─── SUPPLIED DATA

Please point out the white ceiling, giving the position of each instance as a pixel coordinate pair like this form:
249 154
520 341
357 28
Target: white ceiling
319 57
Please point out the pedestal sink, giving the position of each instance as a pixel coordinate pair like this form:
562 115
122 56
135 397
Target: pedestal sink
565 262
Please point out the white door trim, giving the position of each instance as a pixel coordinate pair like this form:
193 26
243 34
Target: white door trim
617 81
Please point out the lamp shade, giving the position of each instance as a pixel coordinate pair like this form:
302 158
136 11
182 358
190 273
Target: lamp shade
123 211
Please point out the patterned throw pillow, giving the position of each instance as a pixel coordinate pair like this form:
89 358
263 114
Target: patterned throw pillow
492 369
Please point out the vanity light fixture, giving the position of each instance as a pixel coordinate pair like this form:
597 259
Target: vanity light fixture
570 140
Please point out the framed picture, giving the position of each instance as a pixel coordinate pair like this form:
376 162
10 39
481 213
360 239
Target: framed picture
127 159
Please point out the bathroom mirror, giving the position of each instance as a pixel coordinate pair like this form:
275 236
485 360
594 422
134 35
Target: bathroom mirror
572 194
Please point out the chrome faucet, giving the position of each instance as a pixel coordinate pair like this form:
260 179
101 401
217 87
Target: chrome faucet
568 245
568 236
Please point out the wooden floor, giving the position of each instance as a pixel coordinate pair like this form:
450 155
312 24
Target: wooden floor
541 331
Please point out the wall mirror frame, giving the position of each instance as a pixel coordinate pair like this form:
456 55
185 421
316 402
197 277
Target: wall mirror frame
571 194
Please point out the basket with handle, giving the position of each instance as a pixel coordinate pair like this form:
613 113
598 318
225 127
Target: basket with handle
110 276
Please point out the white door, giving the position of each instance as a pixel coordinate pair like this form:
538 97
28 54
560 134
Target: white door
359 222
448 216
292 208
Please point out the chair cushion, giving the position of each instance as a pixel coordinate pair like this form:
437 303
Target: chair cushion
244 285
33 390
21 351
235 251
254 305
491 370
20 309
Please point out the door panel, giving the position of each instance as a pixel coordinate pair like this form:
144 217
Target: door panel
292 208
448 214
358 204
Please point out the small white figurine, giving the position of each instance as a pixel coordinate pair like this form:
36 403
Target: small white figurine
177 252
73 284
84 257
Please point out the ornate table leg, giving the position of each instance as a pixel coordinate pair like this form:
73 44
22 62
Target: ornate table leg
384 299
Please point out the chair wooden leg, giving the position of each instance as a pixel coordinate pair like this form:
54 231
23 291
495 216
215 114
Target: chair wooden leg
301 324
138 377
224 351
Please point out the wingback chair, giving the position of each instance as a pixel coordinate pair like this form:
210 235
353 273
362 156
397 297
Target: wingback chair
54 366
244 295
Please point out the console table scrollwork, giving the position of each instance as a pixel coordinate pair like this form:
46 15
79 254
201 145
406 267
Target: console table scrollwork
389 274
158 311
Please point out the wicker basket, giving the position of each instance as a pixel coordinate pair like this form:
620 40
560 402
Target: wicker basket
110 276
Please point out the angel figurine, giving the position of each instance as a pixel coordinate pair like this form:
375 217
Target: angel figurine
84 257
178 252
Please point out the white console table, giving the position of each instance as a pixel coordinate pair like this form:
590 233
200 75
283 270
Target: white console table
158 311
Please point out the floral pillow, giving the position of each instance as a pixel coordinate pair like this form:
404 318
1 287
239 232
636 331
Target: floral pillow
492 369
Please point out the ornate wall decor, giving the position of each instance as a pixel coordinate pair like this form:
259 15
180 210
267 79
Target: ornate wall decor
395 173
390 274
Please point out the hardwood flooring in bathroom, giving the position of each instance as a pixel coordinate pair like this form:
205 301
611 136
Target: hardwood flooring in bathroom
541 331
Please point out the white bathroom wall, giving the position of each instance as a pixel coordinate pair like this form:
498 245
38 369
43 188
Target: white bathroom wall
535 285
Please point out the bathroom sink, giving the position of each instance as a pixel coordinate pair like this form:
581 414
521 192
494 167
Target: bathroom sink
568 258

──────

# AIM
Every line of the data above should be copied exactly.

# COMPLETE ANSWER
Please point out the white ceiling, giving the position of each instance as a pixel coordinate pair like this form:
249 154
520 341
357 28
Target: white ceiling
319 57
Please point out the pedestal sink, giving the position of each instance as a pixel coordinate pair like this form:
562 115
122 56
135 397
Target: pedestal sink
565 262
Please point out the white door trim, giving the position of each instance as a pixel coordinate pair like this form:
193 26
243 34
Target: white door trim
617 81
Please point out the lamp shade, giving the position of each instance as a pixel coordinate pair like this form:
302 158
136 11
182 358
190 273
Target: lamp shade
123 211
Please point out the patterned throw pillow, giving the position of each instance as a pixel coordinate pair like this form:
89 358
263 114
Target: patterned throw pillow
492 369
Please point out the vanity light fixture, giving the position of each instance as a pixel coordinate pair like this form:
597 259
Target: vanity light fixture
570 140
Please point out the framed picture, giving the position of each instance as a pixel coordinate pair like this form:
376 162
10 39
481 213
360 239
Target: framed picture
127 159
Please point out the bathroom mirror, giving the position of each instance as a pixel coordinate pair like this form:
275 236
485 360
594 422
134 35
Target: bathroom mirror
572 194
Please point out the chrome faucet, giving the position of each instance as a pixel coordinate pair like this form:
260 179
101 401
217 87
Target: chrome faucet
568 245
568 236
Please point out the wooden floor, giving the position of each instance as a pixel coordinate pair like this form:
450 155
312 24
Target: wooden floor
541 331
Please point out the wall mirror frame, giving the position of each instance as a pixel coordinate pair like this form:
456 55
185 421
316 402
197 277
Target: wall mirror frame
571 194
Please point out the basket with handle, giving the position of each instance as a pixel coordinate pair like this form:
613 113
598 318
225 127
Target: basket with handle
110 276
Please point out the white door, giving the position of each instance as a pixel coordinate pair like this form:
538 97
28 54
560 134
Target: white door
359 222
448 216
292 208
Please point out the chair cushion, giving the position of each instance as a pixel coordinate pair like this form:
437 303
Target: chair cushion
244 285
33 390
21 351
235 251
254 305
491 370
20 309
Please point out the door panel, giving the position of each instance as a pixel coordinate pair like this form:
144 217
Target: door panel
292 208
448 214
358 204
Please point out the small white figurine, giving the position of each instance as a pixel coordinate pair like this form:
36 403
Target: small white figurine
177 252
73 284
84 257
Please point out the ornate table leg, giving the position of each instance as a pixel coordinate pair like this form:
73 44
22 62
Target: ornate table leg
384 299
Please point out the chair wooden leg, giving the position of each instance as a pixel coordinate pair like this form:
54 231
23 291
495 216
215 114
Target: chair wooden leg
301 324
138 377
224 351
Please point out the wingback chair, giving the position of each instance as a pixel coordinate pair like this form:
210 235
353 273
362 156
397 297
Target: wingback chair
54 366
244 295
Please point out the console table scrollwork, giving the position of each instance as a pixel coordinate pair like this form:
46 15
79 254
201 145
406 267
Target: console table scrollwork
389 274
158 311
Please point out the wicker basket, giving the position of each instance as a pixel coordinate pair like this form:
620 40
560 402
Target: wicker basket
110 276
Please point out the angel figurine, giving the position of each instance as a pixel coordinate pair like this form:
375 217
Target: angel figurine
84 257
178 252
Please point out the white console table, giving the position of each instance as a pixel coordinate pair like this form:
590 233
200 75
283 270
Target: white console table
158 311
Please point out the floral pillow, giving the position of each instance as a pixel coordinate pair like this form:
404 318
1 287
239 232
636 331
Target: floral pillow
492 369
Please point out the ornate wall decor, giving the position of each instance as a pixel coordinate pair like this form:
259 15
180 210
267 79
Target: ornate wall decor
395 173
390 274
Please point out the hardwood flooring in bathroom, giving the position of each instance as a pixel coordinate pair like this form:
205 301
611 136
Target: hardwood flooring in bathroom
541 331
Please point out the white bathroom wall, giving the position of each instance as a pixel coordinate pair like this form:
498 245
38 369
43 188
Target: white bathroom wall
535 285
Please point out the bathroom sink, giving the position of each instance as a pixel coordinate pair like this form:
581 414
521 192
494 167
Target: bathroom sink
568 258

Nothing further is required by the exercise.